[Task 1]: In the story about the botched hair color, how many times was toner used on the hair?
[Task 2]: Continue the story about the botched hair color from where it stops.

[Supplied text]:
------

I walk out the door into the blazing May sunshine and quiver in fear as the sun reflects off my hair and into the eyes of cars driving by. Cars swerved into telephone poles as gawkers stared at me.

Before going home and showing my mother the handiwork of Carol at Debbie's, I stop by my best friend's house and knocked on the door, knowing she was home. 

She opened the door and her eyes. Oh, sweet Jesus, until the day I die- those eyes were saucers and her beautiful blonde hair swung back and forth as the first words out of her mouth were: 

We can fix it.

Not, "It's not that bad," not, "I've seen worse," or, "Gosh? You got your hair done." Nope. When the first words are, "We can fix it" you know that you have screwed up.... royally.

Mary Margaret and I run upstairs to her bathtub. We start pouring water in my hair and shampoo. Lots of shampoo. She remembers that her mom uses 'toner.' My 18 year old self did not even know what toner was, nor did I care in this moment. My hair had both the consistency and color of straw. We used the toner six times on my hair and that nest on my head went from yellow to a mustard yellow. We put a notch in the "W" column as I left.

Mama saw my hair and ... her face... it looked just like Mary Margaret's when she first saw it. Had I just gotten used to it? Or was it really that bad?

It was really that bad. 

Mama said, "Listen- you're going to be in the sun all summer. If we try and fix it now, it'll just make it harder to fix it again when you leave for college. You're just going to have to have a good attitude about it and, well, count down the days."

And that I did.

That summer, I went to the lake, the beach, the pool, anything that had water and sunshine-- that's where I was. My brother and I went to my aunt's lake house for several days in the blazing July sun. While there, she fixed us breakfast before we went out on the water for several hours. Upon returning for lunch, my aunt said, "Wife, I swear to God- your hair has changed colors."

Oh, it had. It went from pineapple yellow to phonebook yellow. Those who don't remember, phonebooks used to have yellow pages for businesses. That was the color of my hair.

------

[Data for analysis]:
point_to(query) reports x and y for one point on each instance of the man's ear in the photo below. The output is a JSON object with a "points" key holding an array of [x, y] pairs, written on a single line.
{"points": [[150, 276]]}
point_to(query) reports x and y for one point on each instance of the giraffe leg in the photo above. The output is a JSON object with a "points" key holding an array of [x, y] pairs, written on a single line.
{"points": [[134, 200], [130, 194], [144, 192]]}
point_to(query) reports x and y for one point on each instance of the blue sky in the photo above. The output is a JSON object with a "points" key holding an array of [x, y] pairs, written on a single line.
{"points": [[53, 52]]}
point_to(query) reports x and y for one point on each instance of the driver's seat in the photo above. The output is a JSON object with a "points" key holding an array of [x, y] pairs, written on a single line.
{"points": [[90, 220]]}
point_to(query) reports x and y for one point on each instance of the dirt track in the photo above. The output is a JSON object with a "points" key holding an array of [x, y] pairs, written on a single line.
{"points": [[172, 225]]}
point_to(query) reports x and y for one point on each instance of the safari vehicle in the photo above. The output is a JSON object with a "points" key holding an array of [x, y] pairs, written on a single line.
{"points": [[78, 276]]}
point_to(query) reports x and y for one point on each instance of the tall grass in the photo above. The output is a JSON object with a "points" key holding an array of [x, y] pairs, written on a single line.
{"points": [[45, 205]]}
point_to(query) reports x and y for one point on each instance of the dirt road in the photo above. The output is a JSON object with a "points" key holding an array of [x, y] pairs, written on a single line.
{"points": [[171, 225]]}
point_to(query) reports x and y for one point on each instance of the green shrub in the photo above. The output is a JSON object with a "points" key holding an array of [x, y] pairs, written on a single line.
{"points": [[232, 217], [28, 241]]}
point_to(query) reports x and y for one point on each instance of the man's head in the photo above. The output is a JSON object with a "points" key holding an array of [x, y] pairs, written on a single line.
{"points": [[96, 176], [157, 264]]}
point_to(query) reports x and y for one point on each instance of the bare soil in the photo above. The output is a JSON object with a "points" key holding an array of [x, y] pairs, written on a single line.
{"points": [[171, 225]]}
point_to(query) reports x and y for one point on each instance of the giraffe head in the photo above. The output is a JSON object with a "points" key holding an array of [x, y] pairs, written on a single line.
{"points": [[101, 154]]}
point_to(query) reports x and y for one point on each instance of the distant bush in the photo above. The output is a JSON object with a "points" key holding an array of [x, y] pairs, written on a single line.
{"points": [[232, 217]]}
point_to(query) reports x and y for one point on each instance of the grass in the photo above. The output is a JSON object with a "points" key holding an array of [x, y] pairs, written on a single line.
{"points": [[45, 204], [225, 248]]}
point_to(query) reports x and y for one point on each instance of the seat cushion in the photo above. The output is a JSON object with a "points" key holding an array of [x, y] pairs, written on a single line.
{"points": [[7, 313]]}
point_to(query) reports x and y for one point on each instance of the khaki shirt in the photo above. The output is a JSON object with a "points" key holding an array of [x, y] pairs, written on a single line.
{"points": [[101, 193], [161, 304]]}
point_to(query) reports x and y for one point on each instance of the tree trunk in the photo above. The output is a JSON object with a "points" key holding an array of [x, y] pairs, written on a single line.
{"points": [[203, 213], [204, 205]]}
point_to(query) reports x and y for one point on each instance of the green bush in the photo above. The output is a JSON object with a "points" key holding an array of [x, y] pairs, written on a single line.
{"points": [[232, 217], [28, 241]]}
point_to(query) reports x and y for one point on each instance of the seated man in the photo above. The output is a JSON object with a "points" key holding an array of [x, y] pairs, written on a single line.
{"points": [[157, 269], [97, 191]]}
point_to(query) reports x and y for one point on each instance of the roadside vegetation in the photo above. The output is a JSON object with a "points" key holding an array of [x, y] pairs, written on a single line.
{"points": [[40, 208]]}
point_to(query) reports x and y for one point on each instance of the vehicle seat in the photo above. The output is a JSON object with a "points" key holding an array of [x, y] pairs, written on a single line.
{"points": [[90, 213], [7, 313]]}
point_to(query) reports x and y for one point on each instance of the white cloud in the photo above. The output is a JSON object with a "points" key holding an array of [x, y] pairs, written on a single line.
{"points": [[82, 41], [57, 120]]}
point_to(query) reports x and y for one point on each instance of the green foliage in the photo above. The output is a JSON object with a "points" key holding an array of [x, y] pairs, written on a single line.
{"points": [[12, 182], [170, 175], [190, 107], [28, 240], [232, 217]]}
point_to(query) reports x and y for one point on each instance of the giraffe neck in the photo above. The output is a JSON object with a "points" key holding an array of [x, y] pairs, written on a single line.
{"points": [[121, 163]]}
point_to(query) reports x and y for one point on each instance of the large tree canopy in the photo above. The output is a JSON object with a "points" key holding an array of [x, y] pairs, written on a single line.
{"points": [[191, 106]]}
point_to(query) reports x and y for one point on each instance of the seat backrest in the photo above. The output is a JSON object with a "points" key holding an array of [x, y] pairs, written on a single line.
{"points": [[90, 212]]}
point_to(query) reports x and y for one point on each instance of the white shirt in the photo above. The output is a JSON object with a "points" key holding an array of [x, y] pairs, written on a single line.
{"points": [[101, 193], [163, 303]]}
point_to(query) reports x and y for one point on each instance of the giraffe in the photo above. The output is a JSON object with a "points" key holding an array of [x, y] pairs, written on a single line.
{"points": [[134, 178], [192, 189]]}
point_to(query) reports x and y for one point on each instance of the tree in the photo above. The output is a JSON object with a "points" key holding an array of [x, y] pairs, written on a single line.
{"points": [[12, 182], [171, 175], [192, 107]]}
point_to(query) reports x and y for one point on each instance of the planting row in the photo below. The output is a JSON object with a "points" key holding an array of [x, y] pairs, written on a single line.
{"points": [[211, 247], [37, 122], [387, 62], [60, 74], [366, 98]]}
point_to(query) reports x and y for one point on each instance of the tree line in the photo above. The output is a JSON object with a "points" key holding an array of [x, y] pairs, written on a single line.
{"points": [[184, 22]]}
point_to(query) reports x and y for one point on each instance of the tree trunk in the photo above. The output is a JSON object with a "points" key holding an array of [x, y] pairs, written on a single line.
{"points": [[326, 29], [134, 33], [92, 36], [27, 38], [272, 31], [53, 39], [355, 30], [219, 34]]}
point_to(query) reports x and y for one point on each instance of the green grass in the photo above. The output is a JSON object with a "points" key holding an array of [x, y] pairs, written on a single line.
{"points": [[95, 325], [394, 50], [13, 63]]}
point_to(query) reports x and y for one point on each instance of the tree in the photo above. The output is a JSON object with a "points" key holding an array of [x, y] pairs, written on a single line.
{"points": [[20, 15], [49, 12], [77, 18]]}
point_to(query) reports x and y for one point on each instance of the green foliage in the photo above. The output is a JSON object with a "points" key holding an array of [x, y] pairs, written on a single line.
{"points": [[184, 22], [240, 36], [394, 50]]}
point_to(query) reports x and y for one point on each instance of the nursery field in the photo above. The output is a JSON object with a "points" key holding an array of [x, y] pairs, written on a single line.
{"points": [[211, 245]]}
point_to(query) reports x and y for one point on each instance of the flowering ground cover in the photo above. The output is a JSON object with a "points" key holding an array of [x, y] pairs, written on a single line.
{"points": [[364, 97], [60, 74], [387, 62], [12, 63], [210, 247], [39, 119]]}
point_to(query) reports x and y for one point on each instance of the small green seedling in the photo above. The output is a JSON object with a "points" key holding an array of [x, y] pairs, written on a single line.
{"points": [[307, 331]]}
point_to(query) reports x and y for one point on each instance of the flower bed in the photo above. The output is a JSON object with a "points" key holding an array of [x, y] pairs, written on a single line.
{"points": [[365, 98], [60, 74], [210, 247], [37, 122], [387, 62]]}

------

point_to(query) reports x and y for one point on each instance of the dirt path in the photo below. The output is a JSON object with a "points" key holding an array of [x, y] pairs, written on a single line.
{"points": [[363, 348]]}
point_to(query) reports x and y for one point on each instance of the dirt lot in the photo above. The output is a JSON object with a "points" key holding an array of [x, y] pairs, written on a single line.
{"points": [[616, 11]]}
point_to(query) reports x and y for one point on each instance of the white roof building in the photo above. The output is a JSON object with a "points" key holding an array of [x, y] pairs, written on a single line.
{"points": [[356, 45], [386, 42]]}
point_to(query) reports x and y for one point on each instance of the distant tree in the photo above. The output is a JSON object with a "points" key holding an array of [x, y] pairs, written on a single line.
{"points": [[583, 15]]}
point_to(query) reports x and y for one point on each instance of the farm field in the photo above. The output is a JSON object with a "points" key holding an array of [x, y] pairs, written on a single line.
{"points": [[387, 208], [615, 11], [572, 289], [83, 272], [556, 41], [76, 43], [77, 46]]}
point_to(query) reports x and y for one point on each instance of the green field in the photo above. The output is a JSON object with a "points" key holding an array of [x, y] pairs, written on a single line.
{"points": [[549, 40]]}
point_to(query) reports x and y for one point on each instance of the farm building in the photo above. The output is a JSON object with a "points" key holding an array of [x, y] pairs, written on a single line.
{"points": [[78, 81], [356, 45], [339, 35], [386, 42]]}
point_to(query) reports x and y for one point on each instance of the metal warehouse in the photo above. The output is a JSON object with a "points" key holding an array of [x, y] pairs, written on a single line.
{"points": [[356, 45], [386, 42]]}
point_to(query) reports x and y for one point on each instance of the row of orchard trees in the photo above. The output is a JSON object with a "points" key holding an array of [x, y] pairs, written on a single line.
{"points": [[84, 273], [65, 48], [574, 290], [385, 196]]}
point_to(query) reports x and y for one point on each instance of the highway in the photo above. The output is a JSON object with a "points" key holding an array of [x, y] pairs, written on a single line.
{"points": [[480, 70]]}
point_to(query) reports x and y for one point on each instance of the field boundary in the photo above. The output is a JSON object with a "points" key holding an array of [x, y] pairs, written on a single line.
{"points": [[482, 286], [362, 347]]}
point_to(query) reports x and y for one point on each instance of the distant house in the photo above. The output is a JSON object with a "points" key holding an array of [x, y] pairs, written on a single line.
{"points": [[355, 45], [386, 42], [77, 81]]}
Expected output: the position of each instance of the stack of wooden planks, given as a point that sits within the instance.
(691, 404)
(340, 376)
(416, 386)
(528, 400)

------

[Exercise output 1]: Six times.

[Exercise output 2]:
Fast forward to August, I was counting down the days before my salon appointment and then off to college. The day before we leave, I go into a beautiful, glitzy, well-lit salon and pay an ungodly amount of money to correct my $7.67 mistake. 

My hair was brown, glossy, and beautiful. I felt like a goddess.

Days later, I pledge my first choice sorority and began my college career. My corrective color started to fade and I was too afraid to sit in the chair of another stranger for someone else to correct the problem. It was going to have to grow out with pride.

Now, if you don't know me-- my hair is not naturally blonde. Shocking, I know. It's brown, dark brown- let's be honest. As the color faded, the phonebook yellow came out and all I could do, all I could think to do was let that heinous color grow out and cut it off; it was the only way to rid myself of it. My hair stayed in a pony tail or under a hat. But, you can't hide heinous. And my hair, yeah- it was heinous. 

When I could finally cut it off, I walked into Great Clips and spent $8 because I did not want one soul to see this happen. I had been embarrassed for long enough.

She asked how much I wanted to cut off. I answered: See that blonde? I want it GONE. She started cutting and cutting and cutting and that yellow fell to the floor. It was the shortest hair I had ever had. 

The haircut wasn't that bad, but having the yellow gone made it completely worth it. 

Walking back into that million dollar sorority house, my pledge sisters- whom I had not been that well acquainted with- looked at me and commented on how good my hair looked and what a great decision it was to not do my hair again with the blonde. I looked at them and thought, "Ya think I wanted that blonde hair? I had to let it grow out. Ain't no way I liked walking around with two completely different colors of hair on my head."

But, I just said thanks and moved on.

It traumatized me so much that I refused to color my hair again until I had my streak of gray from my first winter in DC, 2010. But, that's another story.